So that nothing is lost, transcribe each line of the records exactly.

(Collected data)
Content starts
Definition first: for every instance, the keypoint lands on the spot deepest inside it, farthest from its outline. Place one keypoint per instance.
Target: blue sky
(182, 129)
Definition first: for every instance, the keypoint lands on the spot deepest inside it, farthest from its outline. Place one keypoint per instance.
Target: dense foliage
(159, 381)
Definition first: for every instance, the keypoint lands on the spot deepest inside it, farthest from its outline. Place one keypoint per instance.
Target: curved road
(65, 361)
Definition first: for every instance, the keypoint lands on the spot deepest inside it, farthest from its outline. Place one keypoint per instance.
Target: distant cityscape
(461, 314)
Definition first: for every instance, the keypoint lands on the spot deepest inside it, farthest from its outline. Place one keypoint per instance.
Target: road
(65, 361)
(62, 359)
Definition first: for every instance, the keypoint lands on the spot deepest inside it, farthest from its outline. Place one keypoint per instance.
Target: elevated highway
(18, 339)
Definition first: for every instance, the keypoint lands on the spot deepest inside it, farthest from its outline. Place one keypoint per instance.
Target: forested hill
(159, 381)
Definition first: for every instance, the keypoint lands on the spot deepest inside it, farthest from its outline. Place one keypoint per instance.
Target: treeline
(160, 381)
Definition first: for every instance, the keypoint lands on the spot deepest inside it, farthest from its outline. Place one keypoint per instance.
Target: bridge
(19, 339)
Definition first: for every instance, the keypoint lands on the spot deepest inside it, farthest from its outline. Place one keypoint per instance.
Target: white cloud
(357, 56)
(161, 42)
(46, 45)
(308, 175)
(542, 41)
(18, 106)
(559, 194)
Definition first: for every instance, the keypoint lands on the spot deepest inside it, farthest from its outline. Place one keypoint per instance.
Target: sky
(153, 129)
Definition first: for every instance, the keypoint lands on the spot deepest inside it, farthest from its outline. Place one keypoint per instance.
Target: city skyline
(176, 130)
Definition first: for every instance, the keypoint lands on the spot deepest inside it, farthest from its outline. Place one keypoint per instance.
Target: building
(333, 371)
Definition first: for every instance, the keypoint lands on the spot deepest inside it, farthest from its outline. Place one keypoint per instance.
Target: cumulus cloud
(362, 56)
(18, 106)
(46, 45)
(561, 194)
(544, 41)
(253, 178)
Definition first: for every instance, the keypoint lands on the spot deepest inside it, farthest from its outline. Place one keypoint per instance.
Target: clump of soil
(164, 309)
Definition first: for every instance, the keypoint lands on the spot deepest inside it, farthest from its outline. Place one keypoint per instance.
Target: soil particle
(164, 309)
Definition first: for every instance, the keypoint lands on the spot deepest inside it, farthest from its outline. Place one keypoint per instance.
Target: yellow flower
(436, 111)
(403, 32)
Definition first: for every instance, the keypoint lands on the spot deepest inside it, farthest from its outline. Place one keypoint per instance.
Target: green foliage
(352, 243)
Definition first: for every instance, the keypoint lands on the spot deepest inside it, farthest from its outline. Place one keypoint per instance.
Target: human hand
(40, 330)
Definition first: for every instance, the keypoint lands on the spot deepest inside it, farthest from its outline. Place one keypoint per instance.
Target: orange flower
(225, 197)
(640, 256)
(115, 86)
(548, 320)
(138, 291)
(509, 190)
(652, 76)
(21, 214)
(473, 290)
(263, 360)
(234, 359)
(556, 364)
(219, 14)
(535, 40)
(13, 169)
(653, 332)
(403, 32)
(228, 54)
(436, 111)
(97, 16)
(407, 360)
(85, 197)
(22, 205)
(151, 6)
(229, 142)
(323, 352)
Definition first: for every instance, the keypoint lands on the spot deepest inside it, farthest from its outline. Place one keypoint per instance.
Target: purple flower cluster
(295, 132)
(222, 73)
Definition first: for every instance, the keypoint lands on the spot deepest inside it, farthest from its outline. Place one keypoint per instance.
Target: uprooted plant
Content ends
Exercise answer:
Definition first: for every instance, the keypoint lands on the spot deepest inside it, farthest from its outline. Place one keypoint per instance.
Target: blue sky
(182, 129)
Definition first: for every instance, the keypoint lands on the spot deepest inside it, farthest from its outline. Place one keypoint per instance.
Target: dense foliage
(159, 381)
Definition first: for every instance, the keypoint lands on the spot deepest inside it, farthest from its outline. Place one keypoint per instance.
Target: curved road
(65, 361)
Definition first: for every instance, the keypoint lands on the spot deepest inside it, farthest from its outline. Place one keypoint per instance.
Target: distant cityscape
(461, 314)
Definition first: for every instance, the keypoint lands on the spot deepest inside it, farthest from its outline. Place one keypoint per instance.
Target: road
(65, 361)
(62, 359)
Definition first: for every instance, the keypoint lands on the spot deepest inside it, farthest from its outline. Place one keypoint per instance.
Target: elevated highway
(18, 339)
Definition first: for every instance, the keypoint lands on the spot deepest inside it, farthest from its outline. Place one keypoint per instance.
Target: forested hill
(159, 381)
Definition first: for every instance, the keypoint lands on the spot deepest inside it, farthest from its outline. Place one keypoint per instance.
Target: treeline
(160, 381)
Definition first: for every instance, the keypoint lands on the spot deepest inside it, farthest from its outline. Place one keypoint per instance.
Target: bridge
(19, 339)
Definition first: for every instance, the keypoint lands on the spot deepest inside it, farthest from its outline. Place one keypoint per instance.
Target: white cloud
(357, 56)
(161, 42)
(46, 45)
(308, 175)
(542, 41)
(18, 106)
(559, 194)
Definition first: for every instance, the keypoint lands on the spot deepest inside it, farthest from its outline. Place one keypoint per instance.
Target: sky
(153, 129)
Definition first: for every instance, the keypoint lands on the spot deepest inside it, farthest from its outline. Place one keypoint per instance.
Target: city skyline
(176, 130)
Definition first: for every instance, the keypoint lands on the spot deepest inside it, farthest from its outline. Place one keypoint per instance.
Target: building
(333, 371)
Definition first: for every instance, the keypoint lands on the spot deepest inside it, farthest from its outline. Place one keypoint per instance.
Target: cumulus cloud
(362, 56)
(18, 106)
(46, 45)
(561, 194)
(544, 41)
(253, 178)
Definition first: for every instance, the keypoint lands on the spot deepest inside it, farthest from its outline. Place one keypoint per instance.
Target: clump of soil
(164, 309)
Definition first: for every instance, the keypoint lands on the spot deepest inside it, farthest from its outline. Place one keypoint per instance.
Target: soil particle
(164, 309)
Definition first: for every instance, the keypoint lands on the spot deepest inside it, farthest from its outline. Place one keypoint per instance.
Target: yellow flower
(436, 111)
(403, 32)
Definition first: for every instance, the keypoint lands on the spot deepest inside it, farthest from its outline. Place one keypoint per instance.
Target: green foliage
(352, 243)
Definition first: for every instance, the keypoint lands on the spot deepest inside it, farthest from its outline. Place one keypoint per instance.
Target: human hand
(40, 330)
Definition first: for every instance, the keypoint lands on the spot deepest inside it, farthest from its outline. Place one keypoint per instance.
Target: orange flower
(225, 197)
(640, 256)
(115, 86)
(548, 320)
(138, 291)
(509, 190)
(652, 76)
(21, 214)
(473, 290)
(263, 360)
(234, 359)
(556, 364)
(219, 14)
(535, 40)
(13, 169)
(653, 332)
(403, 32)
(228, 54)
(436, 111)
(97, 16)
(407, 360)
(85, 197)
(22, 205)
(151, 6)
(229, 142)
(323, 352)
Definition first: for every instance, the keypoint lands on the spot deepest inside it, farthest from its outline. Place one keypoint per instance.
Target: purple flower cluster
(295, 132)
(222, 73)
Definition first: for every instance, the keypoint lands on the spot deepest inside it, farthest from its outline. Place one keypoint per instance.
Target: uprooted plant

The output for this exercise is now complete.